Problem to solve:
Start at the line containing "Note for the class: annotate every instance of the wheelhouse" and transcribe every line exactly through the end of the records below, and only those lines.

◆ ◆ ◆ ◆

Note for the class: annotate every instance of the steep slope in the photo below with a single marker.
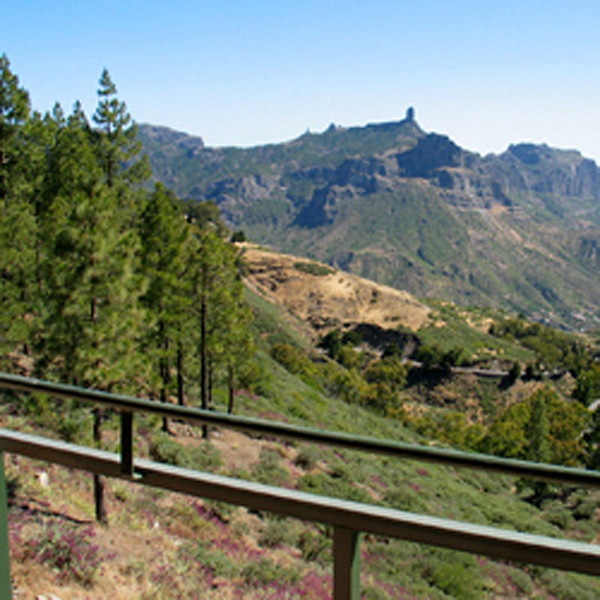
(413, 210)
(327, 298)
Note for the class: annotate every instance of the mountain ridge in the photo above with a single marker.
(411, 209)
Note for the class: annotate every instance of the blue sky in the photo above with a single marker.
(247, 72)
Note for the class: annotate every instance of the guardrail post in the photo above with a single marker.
(5, 586)
(127, 443)
(346, 564)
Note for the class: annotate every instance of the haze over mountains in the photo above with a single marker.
(410, 209)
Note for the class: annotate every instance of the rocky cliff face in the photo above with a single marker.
(519, 230)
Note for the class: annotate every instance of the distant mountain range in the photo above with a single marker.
(413, 210)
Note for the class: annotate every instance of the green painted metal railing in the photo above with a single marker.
(348, 519)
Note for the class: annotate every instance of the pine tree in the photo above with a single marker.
(117, 141)
(165, 240)
(94, 317)
(223, 341)
(17, 217)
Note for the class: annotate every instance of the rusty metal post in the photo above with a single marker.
(127, 443)
(346, 564)
(5, 586)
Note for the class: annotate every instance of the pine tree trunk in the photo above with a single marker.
(99, 496)
(180, 380)
(203, 365)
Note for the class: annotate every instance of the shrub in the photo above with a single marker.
(68, 550)
(265, 571)
(307, 458)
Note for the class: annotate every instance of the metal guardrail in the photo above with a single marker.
(348, 519)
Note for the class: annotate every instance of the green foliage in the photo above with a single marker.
(541, 427)
(265, 571)
(67, 549)
(202, 457)
(316, 269)
(553, 349)
(269, 469)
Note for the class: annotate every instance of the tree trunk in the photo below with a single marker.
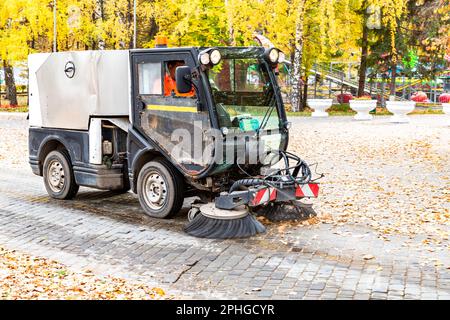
(364, 50)
(11, 93)
(298, 55)
(304, 96)
(393, 78)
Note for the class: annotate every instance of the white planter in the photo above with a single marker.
(400, 109)
(362, 107)
(319, 106)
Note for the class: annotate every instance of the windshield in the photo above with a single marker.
(243, 94)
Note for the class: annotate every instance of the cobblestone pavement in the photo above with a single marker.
(343, 258)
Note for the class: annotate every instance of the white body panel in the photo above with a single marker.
(100, 86)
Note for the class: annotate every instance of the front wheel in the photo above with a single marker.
(58, 176)
(160, 189)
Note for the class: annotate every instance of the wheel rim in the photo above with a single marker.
(155, 190)
(56, 176)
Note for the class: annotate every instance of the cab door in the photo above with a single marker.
(176, 123)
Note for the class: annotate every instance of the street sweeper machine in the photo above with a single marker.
(169, 123)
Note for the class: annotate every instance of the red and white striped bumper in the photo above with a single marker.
(268, 194)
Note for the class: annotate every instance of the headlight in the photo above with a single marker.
(204, 58)
(215, 56)
(273, 55)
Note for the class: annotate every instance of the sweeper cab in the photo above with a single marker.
(168, 123)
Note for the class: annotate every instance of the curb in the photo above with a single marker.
(13, 115)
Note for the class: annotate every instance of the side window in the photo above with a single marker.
(170, 85)
(149, 74)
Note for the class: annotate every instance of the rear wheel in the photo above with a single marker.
(160, 189)
(58, 176)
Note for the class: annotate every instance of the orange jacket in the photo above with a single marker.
(171, 85)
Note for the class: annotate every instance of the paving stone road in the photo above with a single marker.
(108, 234)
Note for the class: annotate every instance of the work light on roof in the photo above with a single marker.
(204, 58)
(215, 56)
(273, 55)
(210, 57)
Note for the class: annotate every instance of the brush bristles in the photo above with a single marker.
(204, 227)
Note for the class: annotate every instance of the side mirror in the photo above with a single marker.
(184, 79)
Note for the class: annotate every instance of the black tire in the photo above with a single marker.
(57, 163)
(160, 188)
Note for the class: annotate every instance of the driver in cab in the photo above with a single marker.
(170, 85)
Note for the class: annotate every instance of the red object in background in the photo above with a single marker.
(420, 96)
(444, 98)
(344, 97)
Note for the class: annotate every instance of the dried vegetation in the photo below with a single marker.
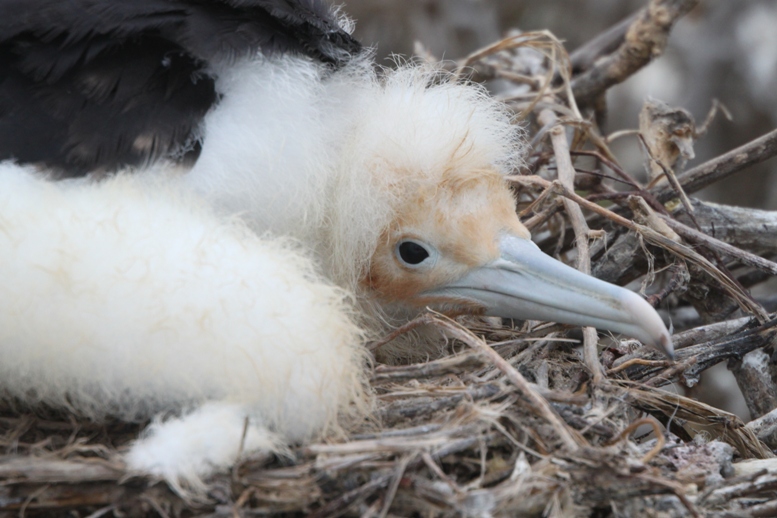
(520, 420)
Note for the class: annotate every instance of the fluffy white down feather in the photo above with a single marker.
(150, 293)
(126, 297)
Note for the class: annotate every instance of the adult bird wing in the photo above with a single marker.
(95, 85)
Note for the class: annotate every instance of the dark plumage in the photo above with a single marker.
(94, 85)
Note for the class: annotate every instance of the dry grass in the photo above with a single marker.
(514, 420)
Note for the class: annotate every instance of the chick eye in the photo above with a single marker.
(412, 253)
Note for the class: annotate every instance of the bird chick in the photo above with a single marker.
(152, 294)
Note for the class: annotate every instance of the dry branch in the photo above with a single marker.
(511, 423)
(645, 40)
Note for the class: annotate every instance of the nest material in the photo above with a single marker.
(517, 420)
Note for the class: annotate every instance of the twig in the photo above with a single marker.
(754, 152)
(737, 253)
(566, 175)
(538, 403)
(656, 238)
(660, 441)
(645, 40)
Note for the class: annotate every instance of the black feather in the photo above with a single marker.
(95, 85)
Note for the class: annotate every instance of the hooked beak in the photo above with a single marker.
(527, 284)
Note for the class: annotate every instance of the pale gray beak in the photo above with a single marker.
(527, 284)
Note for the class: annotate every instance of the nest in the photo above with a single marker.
(519, 419)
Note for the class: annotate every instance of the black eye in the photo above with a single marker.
(412, 253)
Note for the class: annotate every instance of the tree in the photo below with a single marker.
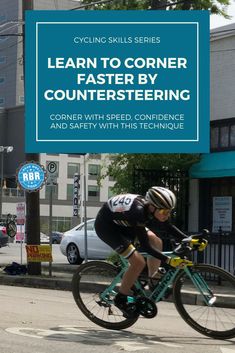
(122, 166)
(217, 7)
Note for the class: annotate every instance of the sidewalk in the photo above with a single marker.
(61, 279)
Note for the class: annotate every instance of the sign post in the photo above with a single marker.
(20, 216)
(31, 177)
(52, 173)
(222, 214)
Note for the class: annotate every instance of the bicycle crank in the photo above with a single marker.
(146, 307)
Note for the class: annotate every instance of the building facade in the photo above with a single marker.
(12, 131)
(212, 191)
(11, 46)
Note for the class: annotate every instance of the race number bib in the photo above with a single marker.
(121, 203)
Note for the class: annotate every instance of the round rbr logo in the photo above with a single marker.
(31, 176)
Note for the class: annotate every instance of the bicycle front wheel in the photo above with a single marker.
(206, 301)
(88, 286)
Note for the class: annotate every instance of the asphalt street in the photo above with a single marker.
(39, 321)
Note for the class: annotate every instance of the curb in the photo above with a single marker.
(36, 282)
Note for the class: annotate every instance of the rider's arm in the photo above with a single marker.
(174, 231)
(142, 236)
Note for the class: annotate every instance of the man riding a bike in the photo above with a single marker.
(123, 219)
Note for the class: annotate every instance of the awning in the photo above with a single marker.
(214, 165)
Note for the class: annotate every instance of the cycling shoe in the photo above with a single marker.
(129, 310)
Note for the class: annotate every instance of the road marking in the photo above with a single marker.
(131, 342)
(227, 350)
(130, 346)
(167, 344)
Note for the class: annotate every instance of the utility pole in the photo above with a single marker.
(32, 198)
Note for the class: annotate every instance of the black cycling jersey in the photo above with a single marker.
(127, 216)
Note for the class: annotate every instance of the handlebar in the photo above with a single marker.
(186, 246)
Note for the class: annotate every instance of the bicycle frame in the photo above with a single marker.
(161, 287)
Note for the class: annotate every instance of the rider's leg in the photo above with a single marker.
(152, 262)
(137, 264)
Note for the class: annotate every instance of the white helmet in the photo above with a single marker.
(161, 198)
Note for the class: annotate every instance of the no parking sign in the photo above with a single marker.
(31, 176)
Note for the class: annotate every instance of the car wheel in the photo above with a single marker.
(73, 255)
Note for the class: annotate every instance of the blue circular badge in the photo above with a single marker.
(31, 176)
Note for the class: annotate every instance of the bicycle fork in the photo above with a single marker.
(202, 286)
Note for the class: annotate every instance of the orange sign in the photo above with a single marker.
(39, 253)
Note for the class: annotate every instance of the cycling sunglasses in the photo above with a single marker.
(163, 211)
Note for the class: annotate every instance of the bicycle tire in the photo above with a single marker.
(216, 320)
(11, 229)
(88, 282)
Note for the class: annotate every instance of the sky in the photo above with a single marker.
(218, 21)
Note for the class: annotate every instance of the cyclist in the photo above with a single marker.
(124, 218)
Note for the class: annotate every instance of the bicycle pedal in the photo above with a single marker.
(147, 307)
(168, 292)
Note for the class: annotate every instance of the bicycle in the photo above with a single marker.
(199, 293)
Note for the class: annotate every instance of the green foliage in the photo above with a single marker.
(217, 7)
(122, 166)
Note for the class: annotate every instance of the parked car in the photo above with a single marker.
(73, 244)
(3, 236)
(56, 237)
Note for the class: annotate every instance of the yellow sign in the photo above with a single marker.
(39, 253)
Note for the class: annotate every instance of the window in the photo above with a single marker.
(232, 136)
(72, 169)
(214, 137)
(57, 165)
(3, 59)
(110, 192)
(54, 192)
(223, 135)
(93, 171)
(21, 99)
(3, 18)
(93, 193)
(70, 192)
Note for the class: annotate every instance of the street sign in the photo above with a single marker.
(20, 213)
(52, 169)
(31, 176)
(76, 196)
(52, 173)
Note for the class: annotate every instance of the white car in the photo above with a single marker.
(73, 244)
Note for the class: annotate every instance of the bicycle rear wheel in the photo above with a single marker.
(214, 316)
(88, 285)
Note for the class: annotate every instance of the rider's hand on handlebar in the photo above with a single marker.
(178, 262)
(199, 244)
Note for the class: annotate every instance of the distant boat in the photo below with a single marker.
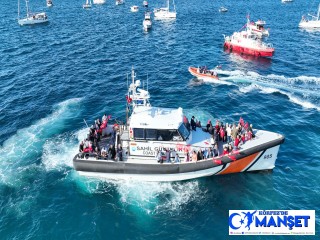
(119, 2)
(223, 9)
(99, 1)
(164, 13)
(49, 3)
(32, 18)
(88, 4)
(313, 22)
(134, 8)
(147, 24)
(203, 73)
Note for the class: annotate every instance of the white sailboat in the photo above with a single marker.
(32, 18)
(313, 22)
(147, 24)
(164, 13)
(99, 1)
(88, 4)
(49, 3)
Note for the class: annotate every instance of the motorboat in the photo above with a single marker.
(313, 22)
(134, 8)
(223, 9)
(258, 28)
(119, 2)
(147, 23)
(165, 13)
(161, 144)
(49, 3)
(99, 2)
(88, 4)
(31, 18)
(203, 73)
(245, 42)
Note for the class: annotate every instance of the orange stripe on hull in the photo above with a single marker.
(240, 165)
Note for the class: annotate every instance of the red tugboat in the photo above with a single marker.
(245, 42)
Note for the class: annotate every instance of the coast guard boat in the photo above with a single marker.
(152, 132)
(203, 73)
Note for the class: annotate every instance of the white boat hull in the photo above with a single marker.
(31, 21)
(165, 15)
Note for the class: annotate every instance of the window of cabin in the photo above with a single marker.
(138, 133)
(151, 134)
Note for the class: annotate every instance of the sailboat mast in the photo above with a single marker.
(18, 9)
(27, 8)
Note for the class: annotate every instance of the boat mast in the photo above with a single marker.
(27, 8)
(18, 9)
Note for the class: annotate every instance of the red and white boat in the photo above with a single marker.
(245, 42)
(203, 73)
(258, 28)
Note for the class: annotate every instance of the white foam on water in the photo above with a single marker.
(153, 197)
(23, 148)
(59, 151)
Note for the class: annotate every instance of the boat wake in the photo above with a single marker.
(21, 154)
(301, 90)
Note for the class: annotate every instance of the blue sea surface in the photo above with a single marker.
(53, 76)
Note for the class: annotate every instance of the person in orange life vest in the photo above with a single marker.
(225, 151)
(237, 142)
(193, 124)
(221, 133)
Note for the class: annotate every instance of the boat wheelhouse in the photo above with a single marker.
(156, 144)
(245, 42)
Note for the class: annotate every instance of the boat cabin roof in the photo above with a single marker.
(156, 118)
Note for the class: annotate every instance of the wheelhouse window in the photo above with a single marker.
(138, 133)
(159, 134)
(183, 132)
(151, 134)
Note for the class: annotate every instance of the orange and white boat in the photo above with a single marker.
(203, 73)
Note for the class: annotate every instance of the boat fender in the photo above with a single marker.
(218, 161)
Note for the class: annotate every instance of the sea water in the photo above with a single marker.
(53, 76)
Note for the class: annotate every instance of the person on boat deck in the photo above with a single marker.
(81, 147)
(104, 117)
(187, 157)
(104, 152)
(112, 152)
(225, 151)
(193, 124)
(176, 158)
(97, 152)
(237, 142)
(194, 156)
(168, 156)
(159, 157)
(119, 152)
(198, 123)
(216, 150)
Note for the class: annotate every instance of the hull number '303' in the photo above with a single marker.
(267, 156)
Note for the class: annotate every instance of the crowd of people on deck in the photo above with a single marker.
(204, 70)
(226, 139)
(92, 144)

◆ ◆ ◆ ◆

Final result:
Note for the class: annotate every instance of the wheelhouse window in the photo above with a single marker.
(138, 133)
(159, 134)
(183, 132)
(151, 134)
Note for the class: annotate every instance of the orange and white boat in the photo above with a single marker.
(203, 73)
Note for the class: annotate every instance of the boat fender in the photo above with a single marker.
(218, 161)
Note for the class: annotate every instance of the sea water in the photo above with a single marker.
(53, 76)
Note for the class: annotate every instance of the person on boat deck in the photo above with a single marker.
(81, 147)
(104, 117)
(187, 157)
(104, 152)
(112, 152)
(225, 151)
(193, 124)
(176, 158)
(97, 152)
(237, 142)
(194, 156)
(168, 156)
(159, 157)
(119, 152)
(198, 123)
(216, 150)
Note for the class: annotate every instance of the hull number '303' in the photo above with a single marker.
(267, 156)
Note for the class: annotate every instance of the crowd of people on deck in the photo above with a single marker.
(204, 70)
(226, 139)
(92, 144)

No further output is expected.